Saved entries:
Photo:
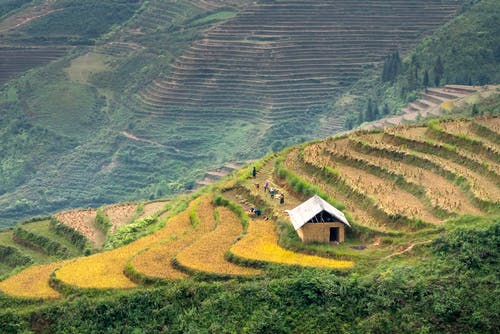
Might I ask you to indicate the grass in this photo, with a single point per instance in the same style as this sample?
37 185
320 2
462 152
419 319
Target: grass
43 228
207 254
38 257
214 17
83 67
32 282
260 244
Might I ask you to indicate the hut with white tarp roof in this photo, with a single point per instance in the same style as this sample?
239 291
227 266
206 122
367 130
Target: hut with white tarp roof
316 220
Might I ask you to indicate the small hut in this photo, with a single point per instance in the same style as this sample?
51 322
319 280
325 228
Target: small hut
317 220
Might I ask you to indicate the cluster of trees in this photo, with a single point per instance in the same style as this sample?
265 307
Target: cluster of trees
452 291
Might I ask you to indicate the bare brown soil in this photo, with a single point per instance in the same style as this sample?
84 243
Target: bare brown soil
120 214
83 220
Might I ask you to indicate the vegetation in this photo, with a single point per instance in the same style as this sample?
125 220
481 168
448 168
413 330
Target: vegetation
423 200
112 122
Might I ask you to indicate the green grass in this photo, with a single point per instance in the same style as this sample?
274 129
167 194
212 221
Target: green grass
218 16
43 228
38 257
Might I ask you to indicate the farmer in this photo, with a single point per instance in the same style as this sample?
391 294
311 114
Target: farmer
266 185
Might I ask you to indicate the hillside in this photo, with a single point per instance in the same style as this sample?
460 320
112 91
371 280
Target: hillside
423 203
144 102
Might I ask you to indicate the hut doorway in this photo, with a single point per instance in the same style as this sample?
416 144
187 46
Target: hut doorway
334 234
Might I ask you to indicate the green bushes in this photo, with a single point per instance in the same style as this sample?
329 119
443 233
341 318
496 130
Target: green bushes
51 247
13 257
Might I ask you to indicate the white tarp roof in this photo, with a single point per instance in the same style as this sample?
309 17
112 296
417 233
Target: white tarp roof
310 208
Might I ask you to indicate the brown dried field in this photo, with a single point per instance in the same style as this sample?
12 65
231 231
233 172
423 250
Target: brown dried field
462 128
491 123
481 186
440 191
83 220
390 198
360 215
420 134
120 214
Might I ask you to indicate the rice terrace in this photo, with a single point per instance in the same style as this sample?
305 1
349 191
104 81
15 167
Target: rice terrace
288 166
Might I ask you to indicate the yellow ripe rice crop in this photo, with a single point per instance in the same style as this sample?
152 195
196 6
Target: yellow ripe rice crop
261 244
207 254
100 271
32 282
105 270
157 261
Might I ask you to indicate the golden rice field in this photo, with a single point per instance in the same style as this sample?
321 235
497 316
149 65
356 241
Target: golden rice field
156 262
32 282
105 270
260 243
207 254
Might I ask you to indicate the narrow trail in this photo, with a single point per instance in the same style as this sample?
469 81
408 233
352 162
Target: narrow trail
407 249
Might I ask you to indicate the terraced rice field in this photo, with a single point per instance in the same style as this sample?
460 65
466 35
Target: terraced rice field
83 220
152 208
260 243
441 192
272 62
15 60
426 182
207 254
106 270
120 214
421 135
32 282
156 262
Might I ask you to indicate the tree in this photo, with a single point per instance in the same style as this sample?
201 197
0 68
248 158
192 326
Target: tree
386 110
369 111
392 67
438 71
425 81
475 110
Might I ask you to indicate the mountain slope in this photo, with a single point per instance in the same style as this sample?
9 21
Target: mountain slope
199 83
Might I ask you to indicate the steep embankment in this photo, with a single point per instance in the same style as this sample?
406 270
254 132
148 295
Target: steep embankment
194 80
423 203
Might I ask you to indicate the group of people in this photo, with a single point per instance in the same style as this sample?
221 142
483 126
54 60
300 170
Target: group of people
274 193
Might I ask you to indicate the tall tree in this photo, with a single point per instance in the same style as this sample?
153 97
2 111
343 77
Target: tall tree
438 71
425 81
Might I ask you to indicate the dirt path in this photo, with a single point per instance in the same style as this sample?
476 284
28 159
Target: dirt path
407 249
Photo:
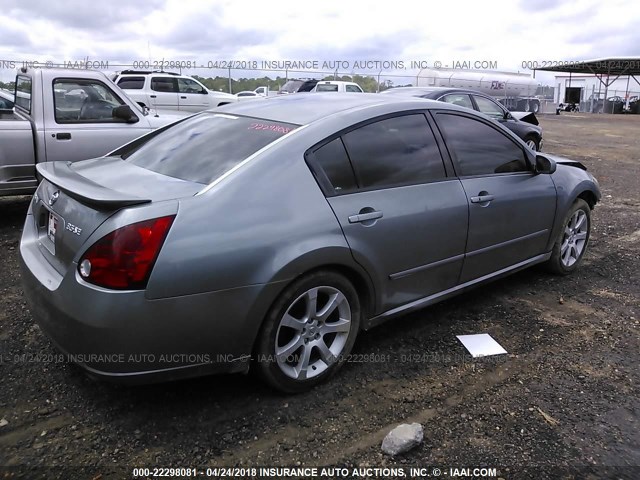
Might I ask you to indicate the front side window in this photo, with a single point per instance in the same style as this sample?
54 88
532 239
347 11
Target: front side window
462 100
5 103
131 83
395 151
23 93
489 107
479 148
204 147
81 101
186 85
164 84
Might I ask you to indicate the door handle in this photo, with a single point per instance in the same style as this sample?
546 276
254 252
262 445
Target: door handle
365 217
482 198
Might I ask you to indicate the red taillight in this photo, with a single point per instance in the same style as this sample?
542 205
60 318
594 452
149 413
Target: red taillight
123 259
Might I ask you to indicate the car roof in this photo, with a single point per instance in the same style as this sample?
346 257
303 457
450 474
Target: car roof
433 92
336 82
306 108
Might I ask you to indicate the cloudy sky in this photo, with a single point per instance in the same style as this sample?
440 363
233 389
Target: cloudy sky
506 32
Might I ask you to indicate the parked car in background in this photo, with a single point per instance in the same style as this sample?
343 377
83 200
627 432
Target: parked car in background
266 235
171 91
67 115
6 100
523 124
337 86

→ **Stated task**
Give every line back word for word and leave the pictures out.

→ **Exercise result**
Photo:
Might I ask you to indicate the grass in this photo, with a single point per instance in the same style as this sample?
37 185
320 2
462 152
419 319
Target: grass
43 228
207 254
38 257
214 17
83 67
32 282
260 244
Might I ask you to indicate the hut with white tarp roof in this photo, with a single point per instance in the same style as this sample?
239 291
227 266
206 122
367 130
Target: hut with white tarp roof
316 220
Might I ask you to indicate the small hut in this photo, with a single point per instance in the same style as this sample?
51 322
319 280
325 228
Target: small hut
317 220
Might I ask you to indicate the cluster of trees in this photo, with a single point per instance in the same style as this sample?
265 307
Target: cluster of trees
452 291
Might I ask you to indicate the bare brown soil in this photo, with a single point per instance in the same style as this sample?
84 243
Target: bare brown soil
120 214
83 220
Might I ask you to indicate the vegetation in this photo, with a single point per instance in the same style as this sample?
125 220
481 168
448 168
413 330
Target: vegetation
423 200
112 122
Might I ask you to indicate the green grass in this photo, with a single point per instance in the same style as this sample?
274 129
167 194
212 221
Target: green grass
218 16
43 228
38 257
Might I ask you to indicate the farmer in this photo, with a single point per instance in the same style as this sample?
391 294
311 114
Target: farmer
266 185
Might I ask you to indicate the hillside in this photo, with a single point per instance in the same style as this sample?
460 320
112 91
371 280
Target: hillside
423 203
144 102
Might I ask you to indicate the hut doorway in this photo, with a single point per instance in the same style as this sample?
416 144
187 46
Target: hut doorway
334 234
Might I ask you to indicate the green bushes in this photo, with a single point per instance in the same style as this sample?
329 119
443 233
341 318
496 130
Target: green bushes
51 247
13 257
Might I ask you to indicate the white tarp roof in this photo, with a single point per instance in the same style as this sample?
309 17
112 296
417 233
Target: white tarp roof
310 208
Might I ask you to indicate the brown dried field in this photo, with a single point per instance in the same style as this sample?
12 65
231 231
233 172
423 250
Target: brown dried field
462 128
491 123
481 186
440 191
83 220
390 198
360 215
420 134
120 214
Might I ask you to indicate the rice terrace in this photo, with a single point per instance in the same style as this sample?
305 1
349 191
104 81
15 167
Target: rice terrace
288 166
Might I ask you to indicate the yellow ripe rice crop in this photo, with a single point per instance in the same style as this sample?
152 195
196 6
Target: yellow ripe rice crop
261 244
207 254
100 271
32 282
105 270
157 261
Might I ask you to indicate the golden rice field in this photo, with a single point per instance in the same style as this sample?
321 235
497 316
149 65
356 241
Target: golden rice field
156 262
32 282
105 270
260 243
207 254
Might I ask you to indicate the narrow trail in this photo, with a single point per instance in the same style as this sample?
469 81
408 233
352 162
Target: narrow trail
407 249
Might I ask you to indicate the terraced rice field in this photo, with a single point per instance in the same style as this sample?
460 65
466 35
Target: terraced rice field
83 220
152 208
260 243
441 192
272 62
15 60
426 182
207 254
106 270
120 214
421 135
32 282
156 262
Might I ask you to indicate the tree in this photo, with a single point per instance in the same style as this sample?
201 197
0 68
248 158
192 326
Target: tree
386 110
369 111
392 67
438 71
425 81
475 110
Might I ask you to indicate the mountain slope in this photo, with a single point per instance in the same style as this sample?
9 21
Target: mountain slope
199 83
Might I ask you to indicate the steep embankment in this photo, with a single point per instance in the same style as this sample?
406 270
254 132
148 295
Target: steep embankment
194 80
423 203
Might I ask you to indicate the group of people in this photo, with a single point per instance in the same style as this sample?
221 142
483 126
54 60
300 170
Target: group of people
274 193
Might I ask you to indicate the tall tree in this photo, with a single point per instance in the same style as this sample?
153 97
2 111
343 77
Target: tall tree
438 71
425 81
Might I ask you to indicate the dirt path in this photo, with a single point per instance in the same style as this sample?
476 284
28 159
Target: dirt path
407 249
Photo:
Might I ask you to indicate the front side window in this photo, with a single point per instance in the same style as this sample?
54 88
532 239
347 11
Target: front side window
462 100
5 103
131 83
395 151
23 93
489 107
479 148
204 147
81 101
186 85
164 84
Might I ask you to indicate the door handle in this photo, with a single point per instance in the same style as this sample?
546 276
254 252
262 445
Target: door handle
365 217
482 198
Might I ask you to indicate the red taillight in this photo, with a single point per instance in the same style as this sample?
542 205
60 318
594 452
149 413
Target: red taillight
123 259
Might I ask you to indicate the car roof in this photo, with a single point per instance in the same style as this sample?
346 257
303 457
450 474
Target: car roof
433 92
336 82
306 108
Might I ask you to indicate the cloudy sky in this photo, with a single point per instance in the same style as this sample?
440 363
233 389
Target: cloudy sky
506 32
Might I ask you to indicate the parked car in background in this photo, with a single point per instance in the same style as this sample?
343 377
83 200
627 432
Target: parked car in background
266 235
171 91
67 115
6 100
523 124
337 86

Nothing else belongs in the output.